__EXERCISE BRIEF__.
Pick up the report on the NBA's summer roster rules for Orlando after its final sentence and continue writing it.

__SELECTED EXTRACT__.
[Start of section]

More Details On NBA’s Summer Roster Rules

A report on Thursday indicated that NBA teams resuming the season in Orlando will be permitted to bring 17 players, rather than 15. However, that report didn’t provide many additional details, creating uncertainty about how certain roster and eligibility rules will work this summer.

In a story for ESPN, Adrian Wojnarowski and Bobby Marks shed some more light on the roster rules that have reportedly been agreed upon, though those rules haven’t yet been officially announced. Here are a few of the highlights from ESPN’s duo:

  • Free agent players will be eligible to sign into teams’ open roster spots. A previous report suggested that only players who were on NBA or G League contracts already in 2019/20 would be eligible to join teams headed to Orlando, but that won’t be the case, per ESPN and Shams Charania of The Athletic (Twitter link). Sources tell Charania that players who signed NBA or G League contracts in previous seasons will also be eligible, meaning players like J.R. Smith or Jamal Crawford could be signed.
  • Players who were in international leagues rather than the NBA in 2019/20 wouldn’t be eligible to sign with teams this summer if they didn’t have FIBA clearance when the season was suspended in March.
  • The 17-man limit for Orlando is made up of a standard 15-man roster and the usual two-way roster spots. In other words, a team with 15 players on standard contracts and one on a two-way deal couldn’t sign a veteran free agent to a standard pact.
  • As Woj and Marks note, that means that the Nets, who have a full roster, could designate two-way players Chris Chiozza and Jeremiah Martin to replace injured stars Kevin Durant and Kyrie Irving, but couldn’t sign two new veterans to replace Durant and Irving without the necessary roster spots available.

[End of section]

__MATERIAL SHOWN__.
[Start of section]

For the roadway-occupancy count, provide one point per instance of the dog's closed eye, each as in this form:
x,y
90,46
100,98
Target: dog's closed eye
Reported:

[End of section]

__TASK ANSWER__.
  • Playoff rosters will consist of 15 players — 13 active and two inactive. After the postseason starts, teams can only sign a new player if they’re replacing a player who tested positive for COVID-19. Based on previous reports, it sounds as if a player who contracts the coronavirus would become ineligible for the rest of the playoffs if his team signs a substitute player to replace him, but that’s not certain.
  • If one of the 22 Orlando teams converts a two-way player to a standard contract during the late-June transaction window, that team will be able to sign a two-way player to replace him, according to Woj and Marks. However, the eight teams not resuming play won’t be allowed to sign players to two-way deals during that time.

These rules aren’t yet finalized and some will require further clarification. For instance, it remains unclear if a player like Thunder wing Luguentz Dort will need to have his two-way deal converted into a standard contract to participate in the playoffs. According to Andrew Greif of The Los Angeles Times, it sounds like that wouldn’t be necessary — the expectation, Greif says, is that two-way players will be eligible for the playoffs if designated as one of their team’s 15 postseason players.

With the proposed June 22 transaction window inching closer, it should just be a matter of time before the NBA finalizes and announces its roster rules for the summer.